# Tasks to complete
A. In the text on plant-based eating, by how much did the Oxford University study estimate global farmland use could be reduced if everyone went vegan?
B. Carry on the text about vegan diets and the planet, picking up after its final sentence.

# Provided text
For a Healthy Plant-Based Diet, Focus on Whole Foods
As noted above, eliminating animal products from your diet won't alone make you healthy. Starting a plant-based diet that has daily servings of fruits (1 serving of berries plus three others), vegetables (1 in the broccoli group, two leafy greens plus two others), whole grains (ground flax seeds plus two others), legumes (3), nuts (1), and a good dose of spices (turmeric, pepper, etc.). It's also important to supplement your diet with some vitamin B-12. This vitamin is made by microbes (bacteria and fungi) and not by plants or animals. Since we wash our food and chlorinate our drinking water, there aren't enough microbes in a vegan diet to provide sufficient B-12. A daily multivitamin or inexpensive B-12 supplement will have all you need but ask your healthcare provider if you have concerns about supplementation. If you're concerned about protein intake, make sure you're eating a variety of vegetables, as well as protein-rich beans, legumes, nuts, seeds, and grains such as quinoa to get all essential amino acids.
Eating Vegan May Be Better for the Planet
Eating a vegan diet seems to be much more efficient when it comes to land use. One study by researchers at Oxford University estimated that if everyone chose to go vegan, global farmland use could be reduced by 75%, freeing up land mass the size of Australia, China, the EU, and the U.S. – combined. It takes almost 20 times less land to feed someone on a vegan diet vs. a meat-eater since the crops are consumed directly instead of being used for animal feed.

# Dataset excerpt

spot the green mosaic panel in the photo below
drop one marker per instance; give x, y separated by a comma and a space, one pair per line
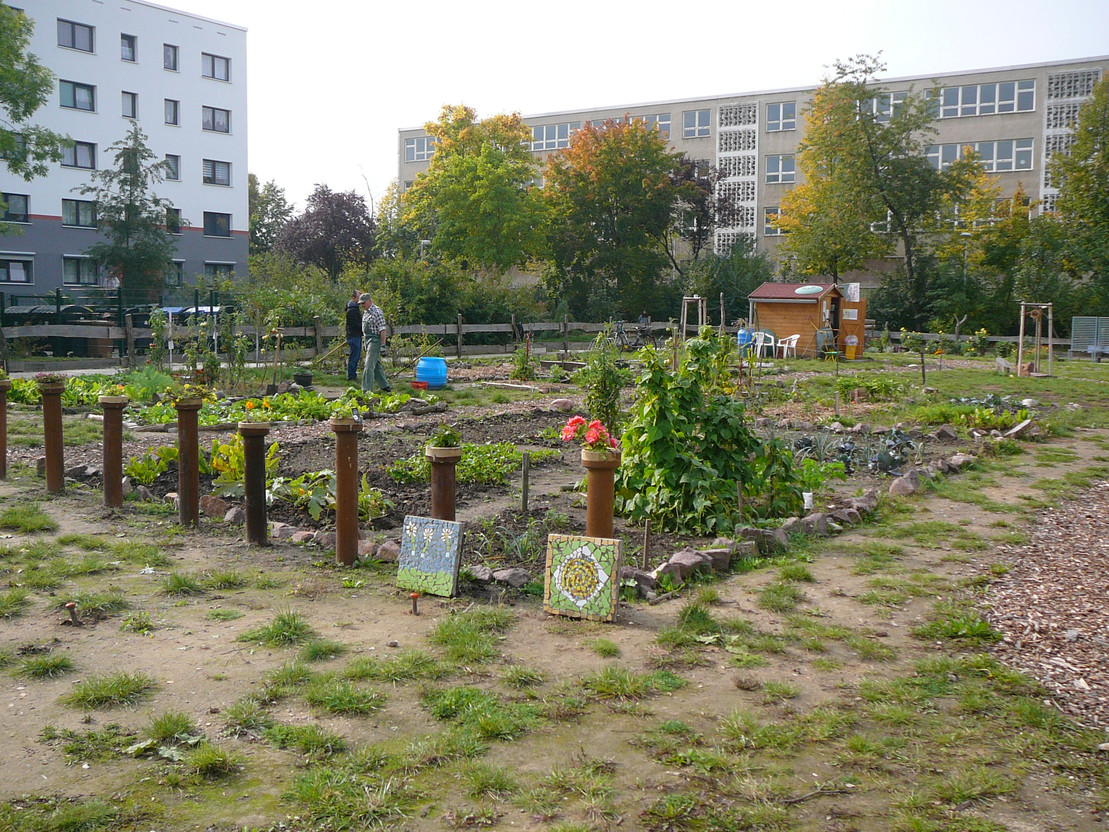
430, 553
582, 577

# Answers to the exercises
A. By 75%.

B.
Livestock is also responsible for 14.5% of global human-derived greenhouse gas emissions. First, meat production uses lots of fossil fuels. Grains must be grown for feed, which requires fossil-fuel based pesticides and the use of emission-creating farm equipment to plant, harvest, process, and transport it. Secondly the animals must be transported and processed, which also requires the use of fossil fuels. Also, methane produced by cattle as they digest their food is a potent greenhouse gas that remains in the atmosphere for years.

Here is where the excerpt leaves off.